> **Passage provided**
········
My chief purpose in going from Petersburg to Moscow was to see and talk to Lenin. I was very curious to see him, and I was disposed to be hostile to him. I encountered a personality entirely different from anything I had expected to meet.

Lenin is not a writer; his published work does not express him. The shrill little pamphlets and papers issued from Moscow in his name, full of misconceptions of the labor psychology of the West and obstinately defensive of the impossible proposition that it is the prophesied Marxist social revolution which has happened in Russia, display hardly anything of the real Lenin mentality as I encountered it. Occasionally there are gleams of an inspired shrewdness, but for the rest these publications do no more than rehearse the set ideas and phrases of doctrinaire Marxism.

Perhaps that is necessary. That may be the only language Communism understands; a break into a new dialect would be disturbing and demoralizing. Left Communism is the backbone of Russia today; unhappily it is a backbone without flexible joints, a backbone that can be bent only with· the utmost difficulty and which must be bent by means of flattery and deference.

Moscow under the bright October sunshine, amidst the fluttering yellow leaves, impressed us as being altogether more lax and animated than Petersburg. There is much more movement of people, more trading, and a comparative plenty of droshkys. Markets are open. There is not the same general ruination of streets and houses. There are, it is true, many traces of the desperate street fighting of early 1918. One of the domes of that absurd cathedral of St. Basil Just outside the Kremlin gate was smashed by a shell and still awaits repair. The tramcars we found were not carrying passengers; they were being used for the transport of supplies of food and fuel. In these matters Petersburg claims no be better prepared than Moscow.

The ten thousand crosses of Moscow still glitter in the afternoon. On one conspicuous pinnacle of the Kremlin the imperial eagles spread their wings; the Bolshevik Government has been too busy. or too indifferent to pull them down. The churches are open, the kissing of ikons is a flourishing industry, and beggars still woo casual charity at the doors. The celebrated miraculous shrine of the Iberian Madonna outside the Redeemer Gate was particularly busy. There were many peasant women, unable to get into the little chapel, kissing the stones outside. Just opposite to it, on a plaster panel on a house front, is that now celebrated inscription put up by one of the early revolutionary administrations in Moscow: “Religion is the Opium.” The effect this inscription produces is greatly reduced by the fact that in Russia the people cannot read.

About that inscription I had a slight but amusing argument with Mr. Vanderlip, the American financier, who was lodged in the same guest house as ourselves. He wanted to have it effaced. I was for retaining it as being historically interesting, and because I think that religious toleration should extend to atheists. But Mr. Vanderlip felt too strongly to see the point of that.
········
(Records from a point-labeling set)
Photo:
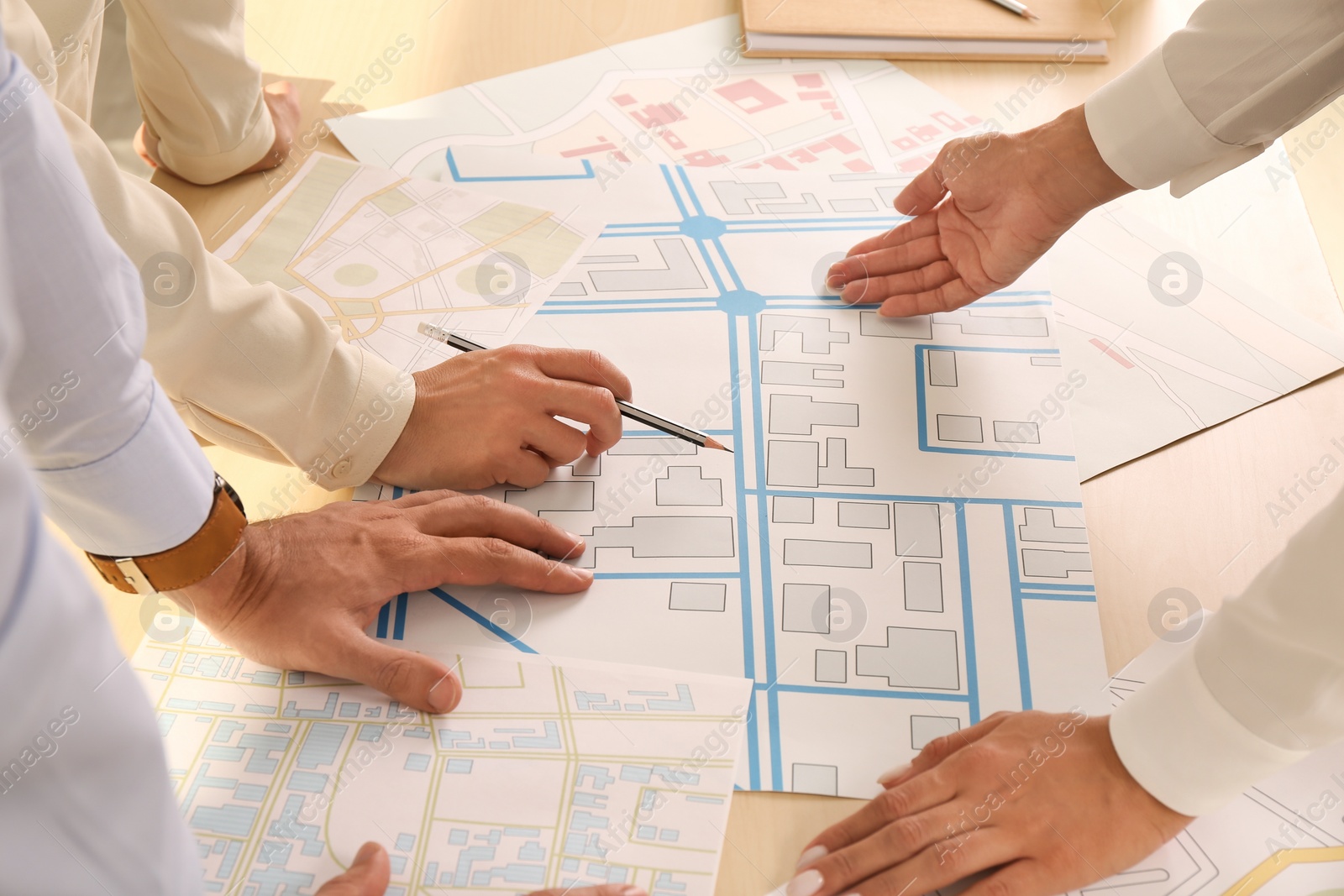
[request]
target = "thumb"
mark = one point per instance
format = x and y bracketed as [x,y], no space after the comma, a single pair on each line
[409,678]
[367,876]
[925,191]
········
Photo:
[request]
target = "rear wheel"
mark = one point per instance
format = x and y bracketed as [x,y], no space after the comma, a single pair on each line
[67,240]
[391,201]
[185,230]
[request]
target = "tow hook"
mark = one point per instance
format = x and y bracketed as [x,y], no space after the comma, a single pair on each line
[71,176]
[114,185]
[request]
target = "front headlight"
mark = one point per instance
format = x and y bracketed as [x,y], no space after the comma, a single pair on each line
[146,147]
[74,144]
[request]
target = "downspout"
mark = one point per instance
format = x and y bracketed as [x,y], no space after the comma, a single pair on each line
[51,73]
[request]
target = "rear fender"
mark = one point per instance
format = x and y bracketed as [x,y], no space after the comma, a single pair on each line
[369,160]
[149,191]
········
> **What this exercise asks**
**1)** From the account of the visit to Moscow, extract everything from "About that inscription" down to "point of that.".
**2)** Continue the account of the visit to Moscow, picking up after its final sentence.

> **Results**
**1)**
About that inscription I had a slight but amusing argument with Mr. Vanderlip, the American financier, who was lodged in the same guest house as ourselves. He wanted to have it effaced. I was for retaining it as being historically interesting, and because I think that religious toleration should extend to atheists. But Mr. Vanderlip felt too strongly to see the point of that.

**2)**
The Moscow Guest House, which we shared with Mr. Vanderlip and an adventurous English artist who had somehow got through to Moscow to execute busts of Lenin and Trotsky, was a big, richly-furnished house upon the Sofiskaia Naberezhnaia (No. 17), directly facing the great wall of the Kremlin and all the clustering domes and pinnacles of that imperial inner city. We felt much less free and more secluded here than in Petersburg.

There were sentinels at the gates to protect us from casual visitors, whereas in Petersburg all sorts of unauthorized persons could and did stray in to talk to me. Mr. Vanderlip had been staying here, I gathered, for some weeks, and proposed to stay some weeks more. He was without valet, secretary, or interpreter. He did not discuss his business with me beyond telling me rather carefully once or twice that it was strictly financial and commercial and in no sense political. I was told that he had brought credentials from Senator Harding to Lenin, but I am temperamentally incurious and I made no attempt whatever to verify this statement or to pry into Mr. Vanderlip’s affairs. I did not even ask how it could be possible to conduct business or financial operations in a Communist State with anyone but the Government, nor how it was possible to deal with a Government upon strictly nonpolitical lines. These were, I admitted, mysteries beyond my understanding. But we ate smoked, drank our coffee and conversed together in an atmosphere of profound discretion. By not mentioning Mr. Vanderlip’s “mission,” we made it a portentous, omnipresent fact.

The arrangements leading up to my meeting with Lenin were tedious and irritating, but at last I found myself under way for the Kremlin in the company of Mr. Rothstein, formerly a figure in London Communist circles, and an American comrade with a large camera who was also, I gathered, an official of the Russian Foreign Office.

The Kremlin as I remembered it in 1914 was a very open place, open much as Windsor Castle is, with a thin trickle of pilgrims and tourists in groups and couples flowing through it. But now it is closed up and difficult of access. There was a great pother with passes and permits before we could get through even the outer gates. And we filtered and inspected through five or six rooms of clerks and sentinels before we got into the presence. This may be necessary for the personal security of Lenin, but it puts him out of reach of Russia, and, what perhaps is more serious, if there is to be an effectual dictatorship, it puts Russia out of his reach. If things must filter up to him, they must also filter down, and they may undergo very considerable changes in the process.

We got to Lenin at last and found him, a little figure at a great desk in a well-lit room that looked out upon palatial spaces. I thought his desk was rather in a litter. I sat down on a chair at a comer of the desk, and the little man — his feet scarcely touch the ground as he sits on the edge of his chair — twisted round to talk to me, putting his arms round and over a pile of papers. He spoke excellent English, but it was, I thought, rather characteristic of the present condition of Russian affairs that Mr. Rothstein chaperoned the conversation, occasionally offering footnotes and other assistance. Meanwhile the American got to work with his camera, and unobtrusively but persistently exposed plates.

The talk, however, was too interesting for that to be an annoyance. One forgot about that clicking and shifting about quite soon.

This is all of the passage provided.